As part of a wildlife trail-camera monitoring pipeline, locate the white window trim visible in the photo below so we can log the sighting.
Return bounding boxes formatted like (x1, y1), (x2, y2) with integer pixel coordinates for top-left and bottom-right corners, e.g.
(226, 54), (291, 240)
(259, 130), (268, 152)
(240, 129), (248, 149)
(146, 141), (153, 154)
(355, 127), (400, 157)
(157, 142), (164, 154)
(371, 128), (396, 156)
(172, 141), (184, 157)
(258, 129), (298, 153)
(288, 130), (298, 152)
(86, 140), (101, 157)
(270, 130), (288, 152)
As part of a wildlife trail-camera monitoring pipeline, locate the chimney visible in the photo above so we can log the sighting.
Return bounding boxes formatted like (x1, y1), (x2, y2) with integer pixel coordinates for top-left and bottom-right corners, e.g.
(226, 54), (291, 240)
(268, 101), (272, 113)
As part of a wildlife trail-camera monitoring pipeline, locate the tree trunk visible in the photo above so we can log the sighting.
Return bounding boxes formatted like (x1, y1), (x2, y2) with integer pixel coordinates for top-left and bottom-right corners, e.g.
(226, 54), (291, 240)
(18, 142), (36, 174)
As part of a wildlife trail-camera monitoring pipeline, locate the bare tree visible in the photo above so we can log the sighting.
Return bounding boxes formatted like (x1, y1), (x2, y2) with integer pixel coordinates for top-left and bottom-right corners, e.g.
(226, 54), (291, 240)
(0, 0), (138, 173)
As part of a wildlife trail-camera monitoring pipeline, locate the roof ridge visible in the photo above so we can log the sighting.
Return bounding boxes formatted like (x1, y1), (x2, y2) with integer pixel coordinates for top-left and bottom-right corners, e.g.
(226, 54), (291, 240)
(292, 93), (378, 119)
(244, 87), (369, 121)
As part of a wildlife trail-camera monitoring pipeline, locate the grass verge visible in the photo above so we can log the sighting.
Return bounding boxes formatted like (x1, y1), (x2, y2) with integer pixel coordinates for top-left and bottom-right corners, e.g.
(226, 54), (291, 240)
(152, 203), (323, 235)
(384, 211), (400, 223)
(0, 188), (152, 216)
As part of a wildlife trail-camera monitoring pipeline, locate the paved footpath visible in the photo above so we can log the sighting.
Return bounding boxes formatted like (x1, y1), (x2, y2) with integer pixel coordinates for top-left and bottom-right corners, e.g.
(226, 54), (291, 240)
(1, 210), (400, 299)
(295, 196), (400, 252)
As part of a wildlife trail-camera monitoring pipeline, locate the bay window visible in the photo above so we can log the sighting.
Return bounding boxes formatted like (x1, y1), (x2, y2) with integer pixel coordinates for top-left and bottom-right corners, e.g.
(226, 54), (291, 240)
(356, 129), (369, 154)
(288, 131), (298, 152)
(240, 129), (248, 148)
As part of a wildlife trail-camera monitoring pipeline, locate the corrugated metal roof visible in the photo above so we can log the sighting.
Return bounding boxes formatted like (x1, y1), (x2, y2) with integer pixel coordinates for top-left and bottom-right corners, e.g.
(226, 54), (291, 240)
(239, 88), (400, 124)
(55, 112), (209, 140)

++++

Task: Determine how many lines of the listing hold the word "tree" and reply with that figure alone.

Solution: 2